● **Written task**
Render the following material again verbatim, leaving nothing out.
## begin Supplied entries
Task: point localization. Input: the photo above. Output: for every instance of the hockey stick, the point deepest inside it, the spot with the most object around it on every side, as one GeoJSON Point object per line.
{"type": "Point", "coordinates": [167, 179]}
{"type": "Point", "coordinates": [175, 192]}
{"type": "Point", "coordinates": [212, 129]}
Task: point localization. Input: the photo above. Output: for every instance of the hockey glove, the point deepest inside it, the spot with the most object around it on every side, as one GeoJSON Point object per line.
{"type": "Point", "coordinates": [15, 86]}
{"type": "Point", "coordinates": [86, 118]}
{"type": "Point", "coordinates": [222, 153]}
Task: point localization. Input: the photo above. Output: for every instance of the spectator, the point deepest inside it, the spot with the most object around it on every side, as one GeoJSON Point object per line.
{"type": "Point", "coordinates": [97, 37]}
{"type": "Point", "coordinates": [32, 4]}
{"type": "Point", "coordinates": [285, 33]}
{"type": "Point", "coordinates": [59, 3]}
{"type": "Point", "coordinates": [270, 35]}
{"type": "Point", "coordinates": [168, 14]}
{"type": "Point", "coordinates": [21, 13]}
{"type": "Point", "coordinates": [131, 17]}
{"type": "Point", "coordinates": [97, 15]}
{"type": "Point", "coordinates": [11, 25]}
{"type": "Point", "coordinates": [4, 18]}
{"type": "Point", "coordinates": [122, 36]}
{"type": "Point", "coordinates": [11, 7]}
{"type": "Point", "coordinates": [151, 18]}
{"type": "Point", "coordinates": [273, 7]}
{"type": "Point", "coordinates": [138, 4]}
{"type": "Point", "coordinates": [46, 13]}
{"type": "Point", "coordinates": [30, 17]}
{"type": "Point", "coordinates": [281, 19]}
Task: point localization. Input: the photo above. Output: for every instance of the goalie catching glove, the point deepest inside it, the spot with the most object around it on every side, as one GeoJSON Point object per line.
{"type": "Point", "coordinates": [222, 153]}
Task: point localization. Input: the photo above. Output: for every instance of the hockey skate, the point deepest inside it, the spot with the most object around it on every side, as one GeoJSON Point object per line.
## end Supplied entries
● **Solution for this task**
Task: point localization. Input: the photo above. Output: for every instance of the hockey stick, the point deepest inside it, the spot with the most object around it on every side, as one GeoJSON Point object per line.
{"type": "Point", "coordinates": [167, 179]}
{"type": "Point", "coordinates": [175, 192]}
{"type": "Point", "coordinates": [212, 129]}
Task: point localization. Input: the photo above. Output: for every instance of the hockey glove, the point deepest inside it, the spot with the most object around it on every side, as one GeoJSON Point object per line.
{"type": "Point", "coordinates": [15, 86]}
{"type": "Point", "coordinates": [86, 118]}
{"type": "Point", "coordinates": [222, 153]}
Task: point localization. Input: the photo above. Output: for every instance of the spectator, the point deepest inside it, the spot with the most object around it on every side, as one GeoJSON Point object per line.
{"type": "Point", "coordinates": [97, 37]}
{"type": "Point", "coordinates": [32, 4]}
{"type": "Point", "coordinates": [285, 33]}
{"type": "Point", "coordinates": [59, 3]}
{"type": "Point", "coordinates": [270, 35]}
{"type": "Point", "coordinates": [168, 14]}
{"type": "Point", "coordinates": [21, 13]}
{"type": "Point", "coordinates": [131, 17]}
{"type": "Point", "coordinates": [97, 15]}
{"type": "Point", "coordinates": [11, 25]}
{"type": "Point", "coordinates": [4, 18]}
{"type": "Point", "coordinates": [122, 36]}
{"type": "Point", "coordinates": [11, 7]}
{"type": "Point", "coordinates": [151, 18]}
{"type": "Point", "coordinates": [273, 7]}
{"type": "Point", "coordinates": [138, 4]}
{"type": "Point", "coordinates": [46, 13]}
{"type": "Point", "coordinates": [30, 17]}
{"type": "Point", "coordinates": [281, 19]}
Task: point localization. Input: the photo above. Output: for every instance of the goalie catching glove, the point deepest inside it, the spot with the most object around it on every side, as one GeoJSON Point object per line.
{"type": "Point", "coordinates": [222, 153]}
Task: point localization. Input: the photo above. Output: for every instance of the hockey skate, the point deepest inside it, the spot with the most object around it on every side, as one GeoJSON Point object per line.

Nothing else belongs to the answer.